§ **Exercise data**:
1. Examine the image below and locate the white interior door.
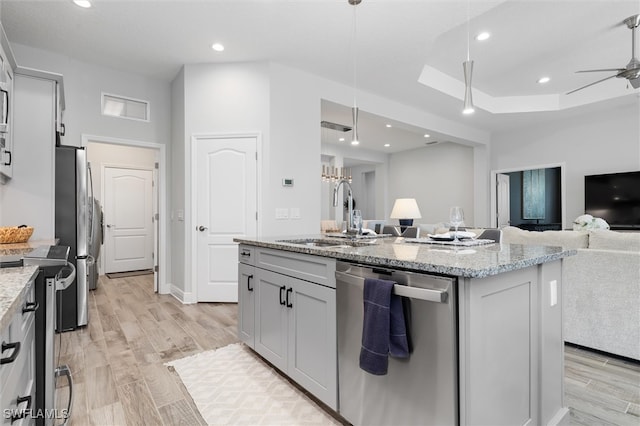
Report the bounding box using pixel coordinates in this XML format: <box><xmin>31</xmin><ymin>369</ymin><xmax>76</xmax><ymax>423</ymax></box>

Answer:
<box><xmin>496</xmin><ymin>173</ymin><xmax>511</xmax><ymax>228</ymax></box>
<box><xmin>194</xmin><ymin>137</ymin><xmax>257</xmax><ymax>302</ymax></box>
<box><xmin>104</xmin><ymin>167</ymin><xmax>154</xmax><ymax>273</ymax></box>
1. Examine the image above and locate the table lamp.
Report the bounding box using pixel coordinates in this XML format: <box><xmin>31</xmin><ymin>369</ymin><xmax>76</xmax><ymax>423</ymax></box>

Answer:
<box><xmin>390</xmin><ymin>198</ymin><xmax>422</xmax><ymax>232</ymax></box>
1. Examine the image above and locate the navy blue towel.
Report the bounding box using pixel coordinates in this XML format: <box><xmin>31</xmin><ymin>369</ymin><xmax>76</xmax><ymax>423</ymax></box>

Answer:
<box><xmin>360</xmin><ymin>278</ymin><xmax>409</xmax><ymax>375</ymax></box>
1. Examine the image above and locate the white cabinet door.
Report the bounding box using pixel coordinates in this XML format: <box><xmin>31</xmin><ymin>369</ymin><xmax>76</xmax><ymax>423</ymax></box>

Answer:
<box><xmin>285</xmin><ymin>278</ymin><xmax>337</xmax><ymax>409</ymax></box>
<box><xmin>255</xmin><ymin>270</ymin><xmax>289</xmax><ymax>372</ymax></box>
<box><xmin>238</xmin><ymin>263</ymin><xmax>256</xmax><ymax>348</ymax></box>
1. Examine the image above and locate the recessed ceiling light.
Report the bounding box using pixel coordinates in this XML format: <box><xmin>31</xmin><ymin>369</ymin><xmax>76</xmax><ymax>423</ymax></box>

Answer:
<box><xmin>73</xmin><ymin>0</ymin><xmax>91</xmax><ymax>9</ymax></box>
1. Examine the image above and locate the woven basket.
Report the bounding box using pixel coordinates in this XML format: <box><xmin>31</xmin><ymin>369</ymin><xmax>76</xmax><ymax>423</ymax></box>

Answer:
<box><xmin>0</xmin><ymin>226</ymin><xmax>33</xmax><ymax>244</ymax></box>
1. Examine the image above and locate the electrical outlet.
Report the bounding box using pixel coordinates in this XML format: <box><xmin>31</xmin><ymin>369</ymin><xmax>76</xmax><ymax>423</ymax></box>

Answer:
<box><xmin>549</xmin><ymin>280</ymin><xmax>558</xmax><ymax>306</ymax></box>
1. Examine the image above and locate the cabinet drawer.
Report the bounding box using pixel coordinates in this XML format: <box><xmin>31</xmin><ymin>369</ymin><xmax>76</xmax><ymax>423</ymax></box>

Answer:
<box><xmin>255</xmin><ymin>248</ymin><xmax>336</xmax><ymax>288</ymax></box>
<box><xmin>238</xmin><ymin>245</ymin><xmax>256</xmax><ymax>266</ymax></box>
<box><xmin>0</xmin><ymin>327</ymin><xmax>35</xmax><ymax>426</ymax></box>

§ **Problem details**: Reproduce all of the lines above word for word, leaving out the picture.

§ **Written solution**:
1. Examine the image below and locate the white interior door.
Report the bounding box using pixel coordinates in this XML format: <box><xmin>31</xmin><ymin>369</ymin><xmax>76</xmax><ymax>423</ymax></box>

Answer:
<box><xmin>496</xmin><ymin>173</ymin><xmax>511</xmax><ymax>228</ymax></box>
<box><xmin>194</xmin><ymin>137</ymin><xmax>257</xmax><ymax>302</ymax></box>
<box><xmin>104</xmin><ymin>167</ymin><xmax>154</xmax><ymax>273</ymax></box>
1. Examine the image above and locate the table lamp.
Report the bounding box using pixel coordinates in this XML format: <box><xmin>31</xmin><ymin>369</ymin><xmax>76</xmax><ymax>423</ymax></box>

Answer:
<box><xmin>390</xmin><ymin>198</ymin><xmax>422</xmax><ymax>232</ymax></box>
1. Examine the image above and locate the navy blue towel.
Report the bounding box using pixel coordinates in this XML format: <box><xmin>31</xmin><ymin>369</ymin><xmax>76</xmax><ymax>423</ymax></box>

Answer:
<box><xmin>360</xmin><ymin>278</ymin><xmax>409</xmax><ymax>375</ymax></box>
1. Examine the image above and locate the white cabinet door.
Report the bounding box using pixel coordinates in this XML format: <box><xmin>31</xmin><ymin>369</ymin><xmax>76</xmax><ymax>423</ymax></box>

Answer:
<box><xmin>285</xmin><ymin>278</ymin><xmax>337</xmax><ymax>409</ymax></box>
<box><xmin>255</xmin><ymin>270</ymin><xmax>289</xmax><ymax>372</ymax></box>
<box><xmin>238</xmin><ymin>263</ymin><xmax>256</xmax><ymax>348</ymax></box>
1. Examine the image above and locate the recessed ceiling light.
Report the bounding box using pixel coordinates in this XML format: <box><xmin>31</xmin><ymin>369</ymin><xmax>76</xmax><ymax>423</ymax></box>

Answer:
<box><xmin>73</xmin><ymin>0</ymin><xmax>91</xmax><ymax>9</ymax></box>
1. Examine the image above and locate the woven basket.
Report the bounding box using pixel coordinates in this XML format: <box><xmin>31</xmin><ymin>369</ymin><xmax>76</xmax><ymax>423</ymax></box>

Answer:
<box><xmin>0</xmin><ymin>226</ymin><xmax>33</xmax><ymax>244</ymax></box>
1. Examine the image above and locate the electrical outlet.
Report the bounding box using pixel coordinates in this XML format: <box><xmin>31</xmin><ymin>369</ymin><xmax>76</xmax><ymax>423</ymax></box>

Answer:
<box><xmin>549</xmin><ymin>280</ymin><xmax>558</xmax><ymax>306</ymax></box>
1. Examine the image above and locate the cabinet drawer.
Report the bounding box using pixel coordinates in this XML format: <box><xmin>31</xmin><ymin>369</ymin><xmax>76</xmax><ymax>423</ymax></box>

Answer:
<box><xmin>255</xmin><ymin>248</ymin><xmax>336</xmax><ymax>288</ymax></box>
<box><xmin>238</xmin><ymin>245</ymin><xmax>256</xmax><ymax>266</ymax></box>
<box><xmin>0</xmin><ymin>327</ymin><xmax>35</xmax><ymax>426</ymax></box>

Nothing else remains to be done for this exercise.